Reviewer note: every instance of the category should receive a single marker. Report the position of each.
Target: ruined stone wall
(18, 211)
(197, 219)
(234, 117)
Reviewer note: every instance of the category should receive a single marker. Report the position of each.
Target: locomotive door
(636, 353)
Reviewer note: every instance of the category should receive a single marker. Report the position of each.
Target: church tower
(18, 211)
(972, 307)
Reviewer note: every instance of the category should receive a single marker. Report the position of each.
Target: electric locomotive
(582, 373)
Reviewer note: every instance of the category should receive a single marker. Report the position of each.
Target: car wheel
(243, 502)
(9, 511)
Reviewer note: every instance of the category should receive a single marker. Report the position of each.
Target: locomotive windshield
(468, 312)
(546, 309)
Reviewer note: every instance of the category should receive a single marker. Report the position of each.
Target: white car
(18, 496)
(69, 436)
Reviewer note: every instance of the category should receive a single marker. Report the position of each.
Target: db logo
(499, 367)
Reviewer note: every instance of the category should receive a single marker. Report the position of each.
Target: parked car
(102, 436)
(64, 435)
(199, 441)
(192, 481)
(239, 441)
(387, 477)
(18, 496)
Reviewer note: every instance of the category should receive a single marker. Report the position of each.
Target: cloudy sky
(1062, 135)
....................
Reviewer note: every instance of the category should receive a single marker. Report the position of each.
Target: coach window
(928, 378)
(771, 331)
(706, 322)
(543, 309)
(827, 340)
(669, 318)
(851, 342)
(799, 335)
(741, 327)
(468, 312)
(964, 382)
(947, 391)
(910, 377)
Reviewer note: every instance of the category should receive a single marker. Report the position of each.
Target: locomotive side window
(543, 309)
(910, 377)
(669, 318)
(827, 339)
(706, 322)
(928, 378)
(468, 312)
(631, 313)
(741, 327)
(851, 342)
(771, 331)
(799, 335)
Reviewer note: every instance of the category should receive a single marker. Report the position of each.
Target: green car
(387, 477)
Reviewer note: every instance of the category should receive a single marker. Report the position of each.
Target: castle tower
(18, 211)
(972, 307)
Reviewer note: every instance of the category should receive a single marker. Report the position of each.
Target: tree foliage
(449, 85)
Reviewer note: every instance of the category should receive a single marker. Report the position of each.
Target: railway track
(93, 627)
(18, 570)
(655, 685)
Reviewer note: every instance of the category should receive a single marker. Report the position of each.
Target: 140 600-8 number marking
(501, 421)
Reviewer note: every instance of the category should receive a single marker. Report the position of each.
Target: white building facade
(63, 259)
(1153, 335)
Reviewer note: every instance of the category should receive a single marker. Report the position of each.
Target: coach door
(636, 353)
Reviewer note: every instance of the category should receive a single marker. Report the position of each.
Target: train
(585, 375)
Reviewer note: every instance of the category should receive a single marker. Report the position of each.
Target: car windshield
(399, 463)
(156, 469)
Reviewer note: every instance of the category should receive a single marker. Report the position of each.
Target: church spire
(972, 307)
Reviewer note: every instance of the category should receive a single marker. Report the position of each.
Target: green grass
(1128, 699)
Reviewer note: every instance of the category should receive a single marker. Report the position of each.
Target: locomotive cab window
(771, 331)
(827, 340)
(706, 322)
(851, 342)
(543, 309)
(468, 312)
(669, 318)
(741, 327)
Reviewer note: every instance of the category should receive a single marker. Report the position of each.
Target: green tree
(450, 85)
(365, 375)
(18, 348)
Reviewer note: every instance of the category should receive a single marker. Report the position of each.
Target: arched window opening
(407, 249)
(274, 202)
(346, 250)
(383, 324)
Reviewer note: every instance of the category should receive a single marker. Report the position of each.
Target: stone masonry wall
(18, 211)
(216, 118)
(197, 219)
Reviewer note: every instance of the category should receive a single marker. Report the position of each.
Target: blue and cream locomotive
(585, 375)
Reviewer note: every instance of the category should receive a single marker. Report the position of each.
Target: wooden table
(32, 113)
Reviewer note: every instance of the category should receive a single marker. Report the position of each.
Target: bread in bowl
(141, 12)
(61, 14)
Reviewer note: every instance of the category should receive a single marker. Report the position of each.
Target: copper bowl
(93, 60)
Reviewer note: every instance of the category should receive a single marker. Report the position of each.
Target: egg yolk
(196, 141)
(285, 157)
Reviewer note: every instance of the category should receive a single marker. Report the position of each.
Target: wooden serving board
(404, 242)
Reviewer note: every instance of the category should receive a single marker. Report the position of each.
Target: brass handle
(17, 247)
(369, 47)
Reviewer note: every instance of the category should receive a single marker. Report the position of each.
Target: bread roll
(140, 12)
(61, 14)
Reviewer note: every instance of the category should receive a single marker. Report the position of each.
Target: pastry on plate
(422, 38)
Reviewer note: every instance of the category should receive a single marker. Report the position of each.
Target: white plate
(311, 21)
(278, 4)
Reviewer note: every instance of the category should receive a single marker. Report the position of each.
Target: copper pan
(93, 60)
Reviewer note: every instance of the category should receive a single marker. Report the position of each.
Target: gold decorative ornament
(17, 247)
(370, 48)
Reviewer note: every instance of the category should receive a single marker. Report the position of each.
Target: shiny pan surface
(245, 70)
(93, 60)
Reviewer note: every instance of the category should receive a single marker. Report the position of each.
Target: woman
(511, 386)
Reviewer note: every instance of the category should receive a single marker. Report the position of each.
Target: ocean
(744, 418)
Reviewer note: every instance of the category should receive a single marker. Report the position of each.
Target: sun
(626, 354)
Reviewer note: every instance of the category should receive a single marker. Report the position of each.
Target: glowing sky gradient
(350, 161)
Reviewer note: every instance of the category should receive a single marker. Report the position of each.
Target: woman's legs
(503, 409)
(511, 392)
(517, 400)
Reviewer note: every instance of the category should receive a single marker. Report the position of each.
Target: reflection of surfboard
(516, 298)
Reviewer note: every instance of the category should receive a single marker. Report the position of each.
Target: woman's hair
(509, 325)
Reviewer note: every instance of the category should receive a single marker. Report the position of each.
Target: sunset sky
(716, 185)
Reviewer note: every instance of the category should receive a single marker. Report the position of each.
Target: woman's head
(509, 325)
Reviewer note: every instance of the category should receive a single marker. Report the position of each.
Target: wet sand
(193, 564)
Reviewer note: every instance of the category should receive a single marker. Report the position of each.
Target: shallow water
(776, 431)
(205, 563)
....................
Prompt - Pick out each line of the material above that contains the word "wooden" and copy those lines in full.

Full answer -
Target: wooden table
Target: wooden serving board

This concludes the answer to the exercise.